_WHAT NEEDS TO BE DONE_
The required output is every line from the beginning of the entries below through the line that includes "Format the bounding", copied exactly.

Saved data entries
▬▬▬

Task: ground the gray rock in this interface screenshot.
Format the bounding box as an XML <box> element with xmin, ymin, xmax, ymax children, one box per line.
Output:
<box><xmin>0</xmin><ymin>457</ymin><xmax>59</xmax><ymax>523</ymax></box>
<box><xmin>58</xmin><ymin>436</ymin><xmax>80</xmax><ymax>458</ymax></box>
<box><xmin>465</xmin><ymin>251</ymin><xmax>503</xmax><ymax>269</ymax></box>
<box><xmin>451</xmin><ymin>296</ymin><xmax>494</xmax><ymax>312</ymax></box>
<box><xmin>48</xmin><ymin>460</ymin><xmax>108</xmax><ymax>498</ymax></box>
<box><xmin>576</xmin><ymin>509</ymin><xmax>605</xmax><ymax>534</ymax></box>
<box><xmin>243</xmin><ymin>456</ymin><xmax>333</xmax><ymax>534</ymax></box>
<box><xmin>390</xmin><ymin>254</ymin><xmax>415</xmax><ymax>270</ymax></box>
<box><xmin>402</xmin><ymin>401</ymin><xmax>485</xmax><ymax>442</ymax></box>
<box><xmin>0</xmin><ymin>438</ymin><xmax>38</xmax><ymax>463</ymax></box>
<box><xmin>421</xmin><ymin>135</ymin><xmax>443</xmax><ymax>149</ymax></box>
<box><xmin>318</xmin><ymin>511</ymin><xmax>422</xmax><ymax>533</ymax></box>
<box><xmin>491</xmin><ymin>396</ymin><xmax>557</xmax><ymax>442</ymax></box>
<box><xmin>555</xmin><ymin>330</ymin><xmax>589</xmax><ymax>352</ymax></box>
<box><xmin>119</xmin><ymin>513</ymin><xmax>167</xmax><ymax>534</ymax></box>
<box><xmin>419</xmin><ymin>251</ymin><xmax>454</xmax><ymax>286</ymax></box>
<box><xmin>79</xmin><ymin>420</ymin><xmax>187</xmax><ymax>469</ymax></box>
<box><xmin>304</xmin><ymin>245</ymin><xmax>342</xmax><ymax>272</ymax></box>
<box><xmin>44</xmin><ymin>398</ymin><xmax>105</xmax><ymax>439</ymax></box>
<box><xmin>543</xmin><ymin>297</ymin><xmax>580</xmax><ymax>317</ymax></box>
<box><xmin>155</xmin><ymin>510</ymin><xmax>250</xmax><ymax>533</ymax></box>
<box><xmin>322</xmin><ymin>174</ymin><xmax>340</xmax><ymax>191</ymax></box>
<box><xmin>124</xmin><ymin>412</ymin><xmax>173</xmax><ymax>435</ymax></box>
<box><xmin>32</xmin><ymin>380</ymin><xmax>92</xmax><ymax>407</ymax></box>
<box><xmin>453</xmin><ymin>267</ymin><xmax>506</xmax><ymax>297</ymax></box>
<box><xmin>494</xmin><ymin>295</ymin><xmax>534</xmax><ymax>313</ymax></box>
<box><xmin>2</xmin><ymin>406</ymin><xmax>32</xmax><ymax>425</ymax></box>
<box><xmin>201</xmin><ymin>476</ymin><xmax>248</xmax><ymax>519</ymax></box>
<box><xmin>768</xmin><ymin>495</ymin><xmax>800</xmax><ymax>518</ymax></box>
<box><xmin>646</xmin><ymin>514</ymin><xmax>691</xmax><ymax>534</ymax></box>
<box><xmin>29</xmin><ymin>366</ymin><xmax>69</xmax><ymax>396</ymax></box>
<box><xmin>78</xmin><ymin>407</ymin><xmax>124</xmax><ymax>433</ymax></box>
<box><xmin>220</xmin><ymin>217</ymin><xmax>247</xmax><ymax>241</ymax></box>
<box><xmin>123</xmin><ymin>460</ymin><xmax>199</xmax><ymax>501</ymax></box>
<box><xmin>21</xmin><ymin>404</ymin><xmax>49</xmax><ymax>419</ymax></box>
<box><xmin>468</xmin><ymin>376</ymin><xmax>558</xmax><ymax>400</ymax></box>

▬▬▬

_OUTPUT OF THE TASK_
Task: ground the gray rock in this interface screenshot.
Format the bounding box as an XML <box> element with xmin, ymin, xmax, ymax children, one box per line.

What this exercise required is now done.